Page excerpt —
━━━━━━━━

POSTS
Living vs. Existing: repost from Jan 31, 2007
So while I was during Christmas I encountered many friends I have had since moving to the islands when I was 11 (10? 11?–ah doesn’t matter)…and I saw almost all of them between Oahu and Maui and talked to the rest via phone. And between the people I know from home, all the friends I met and have through school and family–I have realized there are really two types of people. Those who live and those who exist. Not that one is particularly better than the other, just depends on the person.
Some have families or are starting families (we are all in the 25-35 range now), some are working at their dream job, some are traveling the globe, while others like myself are still in school. For the most part everyone seems happy, healthy and more or less self-collected but for some; they insist on just existing rather than living and that bothers me, how can one be happy just existing.

━━━━━━━━

Work order — Continue the blog post on living versus existing from the point where it stops.

━━━━━━━━

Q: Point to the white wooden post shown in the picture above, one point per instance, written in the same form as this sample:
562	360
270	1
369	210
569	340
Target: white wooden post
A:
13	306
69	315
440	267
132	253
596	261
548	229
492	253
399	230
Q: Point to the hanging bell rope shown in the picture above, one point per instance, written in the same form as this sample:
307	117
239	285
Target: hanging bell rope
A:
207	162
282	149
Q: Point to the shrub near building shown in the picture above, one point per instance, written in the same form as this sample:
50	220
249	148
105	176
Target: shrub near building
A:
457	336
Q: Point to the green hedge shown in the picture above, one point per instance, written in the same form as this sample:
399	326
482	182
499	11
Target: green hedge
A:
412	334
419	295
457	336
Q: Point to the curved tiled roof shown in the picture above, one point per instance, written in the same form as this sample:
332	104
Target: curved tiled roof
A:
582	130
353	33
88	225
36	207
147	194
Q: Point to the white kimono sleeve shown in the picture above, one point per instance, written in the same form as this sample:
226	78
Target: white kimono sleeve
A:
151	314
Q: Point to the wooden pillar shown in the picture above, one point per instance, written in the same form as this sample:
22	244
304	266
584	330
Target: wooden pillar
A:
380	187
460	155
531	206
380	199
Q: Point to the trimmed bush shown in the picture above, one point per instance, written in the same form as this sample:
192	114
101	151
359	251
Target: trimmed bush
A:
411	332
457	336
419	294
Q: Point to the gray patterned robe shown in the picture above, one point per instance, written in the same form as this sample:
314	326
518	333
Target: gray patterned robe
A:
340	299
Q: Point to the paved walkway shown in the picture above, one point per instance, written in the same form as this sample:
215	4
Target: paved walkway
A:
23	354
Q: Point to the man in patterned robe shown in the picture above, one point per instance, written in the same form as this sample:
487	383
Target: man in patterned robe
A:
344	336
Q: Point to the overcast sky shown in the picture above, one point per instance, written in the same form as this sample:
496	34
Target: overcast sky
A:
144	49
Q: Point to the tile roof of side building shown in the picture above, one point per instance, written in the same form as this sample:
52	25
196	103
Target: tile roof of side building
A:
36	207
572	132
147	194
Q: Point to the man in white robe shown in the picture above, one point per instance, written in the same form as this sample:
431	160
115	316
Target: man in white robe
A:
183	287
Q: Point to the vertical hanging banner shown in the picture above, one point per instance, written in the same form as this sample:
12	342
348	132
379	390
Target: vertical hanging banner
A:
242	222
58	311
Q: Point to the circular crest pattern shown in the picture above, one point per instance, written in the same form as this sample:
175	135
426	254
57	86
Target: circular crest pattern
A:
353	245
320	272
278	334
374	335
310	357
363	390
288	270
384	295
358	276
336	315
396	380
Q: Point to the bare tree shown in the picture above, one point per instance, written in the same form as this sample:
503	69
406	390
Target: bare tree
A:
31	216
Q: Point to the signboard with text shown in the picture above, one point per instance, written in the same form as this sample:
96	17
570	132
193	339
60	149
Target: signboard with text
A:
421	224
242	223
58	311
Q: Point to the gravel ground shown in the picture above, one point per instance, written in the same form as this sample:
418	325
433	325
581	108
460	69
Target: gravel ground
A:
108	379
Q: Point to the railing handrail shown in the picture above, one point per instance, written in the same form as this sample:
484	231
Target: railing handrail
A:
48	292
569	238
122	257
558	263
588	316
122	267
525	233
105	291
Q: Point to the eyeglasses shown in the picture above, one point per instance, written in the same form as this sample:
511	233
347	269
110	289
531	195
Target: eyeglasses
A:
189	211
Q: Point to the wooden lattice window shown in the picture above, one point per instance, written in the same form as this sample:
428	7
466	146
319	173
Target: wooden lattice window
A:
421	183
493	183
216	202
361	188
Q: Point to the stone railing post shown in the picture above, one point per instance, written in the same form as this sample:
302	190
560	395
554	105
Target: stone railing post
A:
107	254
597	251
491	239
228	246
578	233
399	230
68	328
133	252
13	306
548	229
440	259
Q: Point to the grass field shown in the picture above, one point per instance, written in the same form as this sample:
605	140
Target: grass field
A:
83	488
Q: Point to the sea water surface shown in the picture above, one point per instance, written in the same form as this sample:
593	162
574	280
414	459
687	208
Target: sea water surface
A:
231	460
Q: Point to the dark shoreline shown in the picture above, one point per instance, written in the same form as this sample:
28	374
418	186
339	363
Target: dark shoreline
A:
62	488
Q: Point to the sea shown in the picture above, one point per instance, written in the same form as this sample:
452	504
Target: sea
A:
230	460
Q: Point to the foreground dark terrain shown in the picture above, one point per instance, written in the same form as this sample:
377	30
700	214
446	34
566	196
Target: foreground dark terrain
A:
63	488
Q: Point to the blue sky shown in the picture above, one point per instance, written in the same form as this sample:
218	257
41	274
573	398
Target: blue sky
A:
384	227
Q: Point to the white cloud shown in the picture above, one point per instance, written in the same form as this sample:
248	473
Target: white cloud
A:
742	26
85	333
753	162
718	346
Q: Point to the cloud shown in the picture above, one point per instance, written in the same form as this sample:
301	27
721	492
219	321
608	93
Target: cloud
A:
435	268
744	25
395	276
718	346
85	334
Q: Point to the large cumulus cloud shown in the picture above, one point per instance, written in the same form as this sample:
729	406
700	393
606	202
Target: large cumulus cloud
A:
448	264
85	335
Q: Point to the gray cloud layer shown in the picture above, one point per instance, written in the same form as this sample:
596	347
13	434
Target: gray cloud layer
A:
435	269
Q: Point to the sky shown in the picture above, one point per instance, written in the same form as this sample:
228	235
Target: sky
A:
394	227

━━━━━━━━

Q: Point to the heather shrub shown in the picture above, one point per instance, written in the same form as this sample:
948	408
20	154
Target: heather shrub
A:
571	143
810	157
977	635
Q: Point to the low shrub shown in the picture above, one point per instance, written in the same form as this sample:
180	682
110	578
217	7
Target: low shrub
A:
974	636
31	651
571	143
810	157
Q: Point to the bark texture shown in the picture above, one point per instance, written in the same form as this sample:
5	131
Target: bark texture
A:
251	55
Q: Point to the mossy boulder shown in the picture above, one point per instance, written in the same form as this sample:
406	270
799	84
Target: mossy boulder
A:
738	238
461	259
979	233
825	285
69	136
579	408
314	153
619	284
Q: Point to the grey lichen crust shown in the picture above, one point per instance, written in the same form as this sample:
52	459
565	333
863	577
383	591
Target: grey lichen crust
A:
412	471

━━━━━━━━

Answer section —
Point in case: I have a friend, she’s an amazing, intelligent, sensitive, wonderful person. She’s in a job she hates but it pays well and she gets along with her coworkers. She went to school to be a nurse, but due to issues with family and finances and medical things she went back home and just found work which she is now more or less settled into. It’s not what she wants to do and yet she continues to do it rather than pull out and actually start searching for the job she wants that she knows will make her so much happier. And yet she’ll talk about her aspirations and what she would love to do and yet will do nothing to make that happen for herself and I don’t understand why? She’s more or less financially stable enough to give it a go and still she does not. She wakes up same time every morning, she showers, goes to work, half-heartedly does her job bantering with her coworkers throughout the day, takes her lunch break, comes back, finishes the day, drives home–maybe she rents a movie, maybe she goes out to dinner with friends, she seems happy and yet when I talk to her you know somethings missing, you know she’d rather be somewhere else living her life, rather than existing in it.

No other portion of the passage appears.